TASK DIRECTIONS
Each entry below is to be restated word for word, with no pictures carried over.

DATA SUPPLIED section start

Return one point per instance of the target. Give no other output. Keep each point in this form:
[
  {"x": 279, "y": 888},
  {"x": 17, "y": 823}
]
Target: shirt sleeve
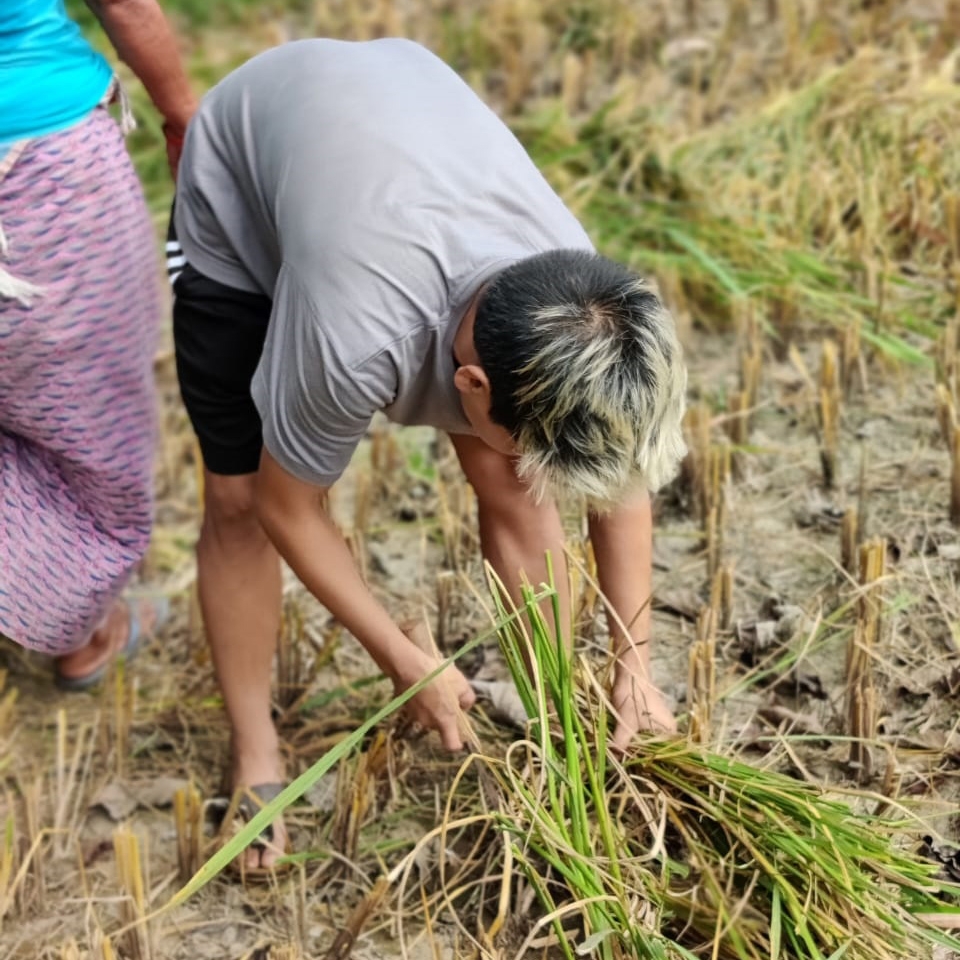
[{"x": 314, "y": 408}]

DATA SUPPLIED section end

RESPONSE TO THIS EXERCISE
Return one point per instance of the target. Give no other output. Keep each point in this form:
[
  {"x": 279, "y": 888},
  {"x": 17, "y": 823}
]
Target: shirt sleeve
[{"x": 314, "y": 408}]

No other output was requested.